The McKell Institute says workers will lose billions of dollars through penalty rate cuts with no benefit to employment opportunities.
New analysis by the McKell Institute has found workers would be $2.87 billion worse off under three-years of a coalition government due to cuts to penalty rates.
But it said under Labor, which has vowed to restore the reduction in penalty rates, much of that money would be pumped straight back into the economy, as those earning Sunday penalty rates are likely to spend the money locally.
Under the cuts to penalty rates, hospitality workers would be $837 million worse off, retail workers would receive $1.64 billion less, and pharmacy workers would be $85 million out of pocket.
McKell Institute Victoria executive director James Pawluk said business lobby groups pushing for lower penalty rates to be retained argue that it stimulates employment.
"Yet there is no compelling evidence to suggest that lowering penalty rates has affected employment in the affected sector," he said in a statement on Saturday.
* * *
Exercise requirements -
Continue the news report on the McKell Institute's penalty rate analysis from its last sentence.
* * *
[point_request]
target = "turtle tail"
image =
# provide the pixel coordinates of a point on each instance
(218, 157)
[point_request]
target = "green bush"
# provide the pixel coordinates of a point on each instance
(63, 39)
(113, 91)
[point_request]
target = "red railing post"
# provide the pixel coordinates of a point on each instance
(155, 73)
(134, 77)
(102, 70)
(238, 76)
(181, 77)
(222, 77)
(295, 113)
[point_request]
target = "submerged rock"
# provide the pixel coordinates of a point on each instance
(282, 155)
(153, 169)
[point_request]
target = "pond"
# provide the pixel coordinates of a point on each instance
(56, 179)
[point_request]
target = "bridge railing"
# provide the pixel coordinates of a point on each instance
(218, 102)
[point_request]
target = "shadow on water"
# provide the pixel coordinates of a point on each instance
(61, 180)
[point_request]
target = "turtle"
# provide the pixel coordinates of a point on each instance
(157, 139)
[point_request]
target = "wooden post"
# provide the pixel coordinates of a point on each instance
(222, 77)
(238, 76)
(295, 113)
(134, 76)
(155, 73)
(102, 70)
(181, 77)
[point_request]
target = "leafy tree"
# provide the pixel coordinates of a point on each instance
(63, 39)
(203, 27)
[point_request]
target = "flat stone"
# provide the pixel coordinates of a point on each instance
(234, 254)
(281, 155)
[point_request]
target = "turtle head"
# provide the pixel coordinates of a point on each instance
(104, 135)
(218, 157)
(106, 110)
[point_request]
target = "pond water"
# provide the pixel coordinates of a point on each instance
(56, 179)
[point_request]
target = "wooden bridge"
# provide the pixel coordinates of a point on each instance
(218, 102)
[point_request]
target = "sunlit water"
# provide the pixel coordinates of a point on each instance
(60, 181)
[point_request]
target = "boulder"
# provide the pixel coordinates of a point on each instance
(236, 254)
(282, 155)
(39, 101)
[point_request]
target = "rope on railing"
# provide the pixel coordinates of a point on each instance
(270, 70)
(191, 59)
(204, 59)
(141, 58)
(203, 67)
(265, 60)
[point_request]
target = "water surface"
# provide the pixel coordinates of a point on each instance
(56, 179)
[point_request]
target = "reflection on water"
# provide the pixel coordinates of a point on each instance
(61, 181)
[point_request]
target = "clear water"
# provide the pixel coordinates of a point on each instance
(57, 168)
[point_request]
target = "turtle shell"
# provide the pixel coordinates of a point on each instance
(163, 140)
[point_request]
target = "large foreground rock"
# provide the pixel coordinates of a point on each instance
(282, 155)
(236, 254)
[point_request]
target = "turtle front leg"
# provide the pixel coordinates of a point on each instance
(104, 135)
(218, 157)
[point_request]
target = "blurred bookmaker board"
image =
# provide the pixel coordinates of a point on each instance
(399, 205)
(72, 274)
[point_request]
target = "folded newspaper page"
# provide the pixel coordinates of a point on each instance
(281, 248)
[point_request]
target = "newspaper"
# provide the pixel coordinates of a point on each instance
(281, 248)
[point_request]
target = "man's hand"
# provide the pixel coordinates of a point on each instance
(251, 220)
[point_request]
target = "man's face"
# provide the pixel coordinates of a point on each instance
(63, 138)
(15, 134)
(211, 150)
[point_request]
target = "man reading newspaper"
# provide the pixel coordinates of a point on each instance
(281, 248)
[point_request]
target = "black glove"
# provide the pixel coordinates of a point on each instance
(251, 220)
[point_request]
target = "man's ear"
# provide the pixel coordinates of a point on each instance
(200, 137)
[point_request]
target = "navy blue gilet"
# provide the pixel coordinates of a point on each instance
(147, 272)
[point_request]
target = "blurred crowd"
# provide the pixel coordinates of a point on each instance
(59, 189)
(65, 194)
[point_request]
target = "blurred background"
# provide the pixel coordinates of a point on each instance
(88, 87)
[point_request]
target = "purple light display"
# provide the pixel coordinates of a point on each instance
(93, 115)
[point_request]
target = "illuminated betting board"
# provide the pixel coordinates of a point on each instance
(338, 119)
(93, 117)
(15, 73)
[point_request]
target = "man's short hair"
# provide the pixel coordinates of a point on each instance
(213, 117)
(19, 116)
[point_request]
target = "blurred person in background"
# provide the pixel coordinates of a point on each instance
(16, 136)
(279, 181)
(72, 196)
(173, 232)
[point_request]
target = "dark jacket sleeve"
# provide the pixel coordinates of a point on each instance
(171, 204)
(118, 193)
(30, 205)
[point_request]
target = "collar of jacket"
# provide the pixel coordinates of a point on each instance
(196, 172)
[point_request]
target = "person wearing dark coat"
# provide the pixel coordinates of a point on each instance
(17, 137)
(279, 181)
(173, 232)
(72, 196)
* * *
Final answer -
Instead, the primary effect of retaining lower penalty rates transfers billion of dollars from retail and hospitality workers to business owners and shareholders.
"There does not seem to be an economic or ethical justification for such a transfer at this time," Mr Pawluk said.
Labor's employment spokesman Brendan O'Connor seized on the report, saying penalty rates are not a luxury, but help people put food on the table and petrol in the car.
"Just imagine how much further these cuts could spread if the Liberals are re-elected," Mr O'Connor said in a statement.
Labor has promised to legislate to reverse the cuts to penalty rates in its first 100 days of government should it win the May 18 election.